▶ Prompt:
Set down each entry below exactly as written, keeping the pictures out.

Natural language region descriptions

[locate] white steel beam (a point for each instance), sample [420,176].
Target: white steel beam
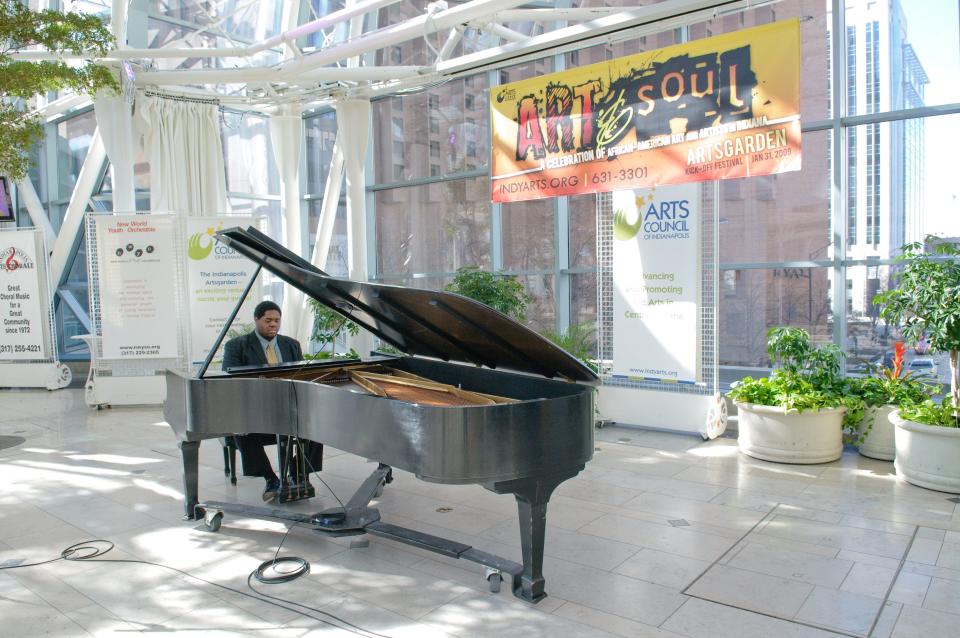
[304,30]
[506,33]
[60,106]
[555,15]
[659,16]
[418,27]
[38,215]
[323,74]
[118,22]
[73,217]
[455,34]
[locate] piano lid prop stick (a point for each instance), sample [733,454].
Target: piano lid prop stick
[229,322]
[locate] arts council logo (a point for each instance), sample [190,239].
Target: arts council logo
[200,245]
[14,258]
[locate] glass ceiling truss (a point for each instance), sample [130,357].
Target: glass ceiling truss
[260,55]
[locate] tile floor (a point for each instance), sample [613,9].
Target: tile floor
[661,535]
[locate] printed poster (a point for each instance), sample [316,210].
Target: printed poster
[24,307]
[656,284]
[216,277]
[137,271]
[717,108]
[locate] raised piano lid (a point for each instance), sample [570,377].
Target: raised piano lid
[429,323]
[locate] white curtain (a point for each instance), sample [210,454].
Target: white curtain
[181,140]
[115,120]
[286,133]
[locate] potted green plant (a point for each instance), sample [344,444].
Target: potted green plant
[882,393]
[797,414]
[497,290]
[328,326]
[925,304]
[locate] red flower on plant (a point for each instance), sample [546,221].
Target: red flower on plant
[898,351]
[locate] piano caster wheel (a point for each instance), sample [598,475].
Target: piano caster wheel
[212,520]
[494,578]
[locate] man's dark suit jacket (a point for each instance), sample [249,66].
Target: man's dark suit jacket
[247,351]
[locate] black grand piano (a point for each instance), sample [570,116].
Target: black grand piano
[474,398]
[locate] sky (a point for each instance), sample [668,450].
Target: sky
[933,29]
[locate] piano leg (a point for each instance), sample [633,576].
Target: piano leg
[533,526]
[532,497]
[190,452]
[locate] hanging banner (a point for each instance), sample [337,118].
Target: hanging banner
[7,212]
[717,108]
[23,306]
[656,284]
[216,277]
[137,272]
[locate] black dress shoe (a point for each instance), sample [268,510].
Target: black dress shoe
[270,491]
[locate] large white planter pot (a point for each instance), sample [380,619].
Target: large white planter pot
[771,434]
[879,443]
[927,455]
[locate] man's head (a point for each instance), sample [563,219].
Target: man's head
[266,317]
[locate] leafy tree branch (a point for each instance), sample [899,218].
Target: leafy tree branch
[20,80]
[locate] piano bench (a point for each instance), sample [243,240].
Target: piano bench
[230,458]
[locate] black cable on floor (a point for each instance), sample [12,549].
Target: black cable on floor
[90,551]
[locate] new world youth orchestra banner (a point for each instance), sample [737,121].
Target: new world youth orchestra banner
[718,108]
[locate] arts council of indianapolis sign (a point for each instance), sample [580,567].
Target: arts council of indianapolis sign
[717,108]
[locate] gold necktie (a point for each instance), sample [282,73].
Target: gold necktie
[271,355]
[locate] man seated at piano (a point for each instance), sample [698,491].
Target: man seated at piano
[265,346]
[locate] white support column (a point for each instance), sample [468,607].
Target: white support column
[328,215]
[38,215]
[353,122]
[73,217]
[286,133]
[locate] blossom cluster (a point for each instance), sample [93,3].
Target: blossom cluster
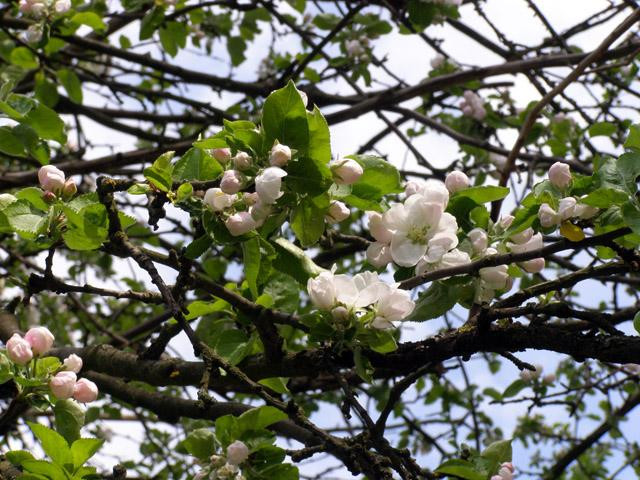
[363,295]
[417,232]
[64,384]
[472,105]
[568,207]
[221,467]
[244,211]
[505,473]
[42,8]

▶ Task response:
[locate] white steel beam (a point for each instance), sample [420,176].
Target: white steel beam
[304,30]
[506,33]
[60,106]
[555,15]
[659,16]
[418,27]
[38,215]
[323,74]
[118,22]
[73,217]
[455,34]
[locate] piano lid prop stick (a point for each instance), sample [733,454].
Target: piano lid prop stick
[229,322]
[locate] arts council logo (a point for each instance), sample [190,239].
Target: arts council logo
[200,245]
[14,258]
[locate] glass ceiling truss (a point for each instance), sample [130,357].
Target: glass ceiling truss
[260,55]
[locate] tile floor (a point for each instance), sample [613,9].
Target: tile floor
[661,535]
[locate] printed poster (a point for each instance), sample [316,210].
Target: printed poster
[24,307]
[656,284]
[216,277]
[137,271]
[717,108]
[locate] raised piano lid (a point for each instance), sample [570,377].
Target: raised piano lid
[429,323]
[locate] white curtain (a point for each instance), sample [210,454].
Target: white curtain
[181,140]
[115,120]
[286,133]
[locate] potted green plant (a point for each instance), sample [344,444].
Target: potted green plant
[882,393]
[797,414]
[497,290]
[328,326]
[925,304]
[locate] red flower on plant (a point for each instance), sample [546,221].
Target: red flower on plant
[898,351]
[locate] piano caster wheel (a point for each instance), sample [598,475].
Target: piano caster wheel
[212,520]
[494,578]
[locate] man's dark suit jacket (a point for each instance), sample [249,66].
Target: man's dark suit jacket
[247,351]
[locate] black grand piano (a point for each instance), sample [570,116].
Target: black grand piano
[474,398]
[locate] sky (a point for each instance), sample [668,450].
Target: sky
[933,29]
[locate] piano leg (a point for each instance), sample [633,576].
Target: piano leg
[533,526]
[532,497]
[190,452]
[locate] hanging banner (a point for each instance), sample [337,118].
Target: hanging banner
[7,212]
[717,108]
[23,306]
[656,284]
[216,277]
[137,272]
[locate] black dress shoe (a point for each instance), sample [268,510].
Target: black dress shoe
[270,491]
[locate] large white planter pot (a point for each instance), sample [380,619].
Target: large white planter pot
[771,434]
[879,443]
[927,455]
[locate] man's head (a point for each instance), sample [563,219].
Target: man's head
[266,317]
[locate] leafy tree branch (a point for each instance), sample [899,218].
Target: leafy tree branch
[20,80]
[locate] piano bench (a point for each instance), sample [243,240].
Target: piano bench
[230,458]
[locate] black cable on floor (a point for each instance), sample [12,549].
Target: black cable on floor
[90,551]
[locate] new world youth orchestra banner (a point for each instance), sample [737,121].
Target: new world youth orchestra banner
[718,108]
[locate] arts council of indianapolis sign (a point for each instance), sample [580,567].
Target: arts council of indianapolis sign
[717,108]
[locate] gold necktie (a point for each instance), sample [282,73].
Target: gold necktie
[271,355]
[locate] man seated at piano (a point for each instance), sample [698,491].
Target: man seated at piano
[265,346]
[locate] white support column (a point for each instance), sample [468,607].
Target: white support column
[328,215]
[38,215]
[353,122]
[73,217]
[286,133]
[locate] blossom cluster (a point for each instance), sample [93,3].
Target: blossom cluster
[363,295]
[417,232]
[64,384]
[472,105]
[568,207]
[221,467]
[244,211]
[505,473]
[42,8]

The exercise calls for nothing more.